Dataset records:

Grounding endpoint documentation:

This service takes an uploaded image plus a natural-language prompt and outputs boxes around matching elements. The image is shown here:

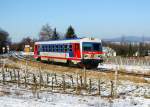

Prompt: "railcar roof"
[35,38,101,44]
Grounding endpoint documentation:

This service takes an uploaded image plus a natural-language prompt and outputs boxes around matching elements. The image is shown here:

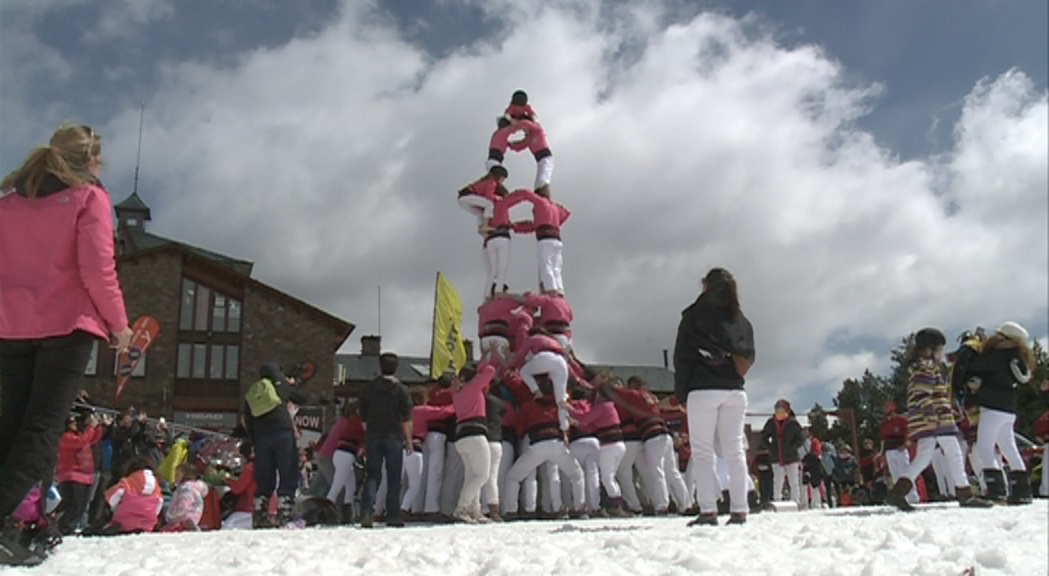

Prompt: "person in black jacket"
[762,399,807,510]
[244,362,302,528]
[673,268,754,526]
[360,353,414,528]
[952,322,1034,504]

Task to carry out: Edit the material above by replacing every occurrence of "natural-language prompt" with "text prompt" and keeping everything else the same. Reproduce all of the material without the pictures.

Exercise result:
Grounding endpoint documentation:

This service takes an uploaded image plus a text prompt and outputs boxes around matching elements. The image is shown here:


Prompt: "railcar roof"
[35,38,101,44]
Grounding endpoint documentation:

This service takes an uploaded image plus a text prompt and outputs boxes around matching elements. The image is shown here:


Prompt: "person in black jacket"
[762,399,807,510]
[244,362,302,528]
[673,268,754,526]
[360,353,414,528]
[952,322,1034,504]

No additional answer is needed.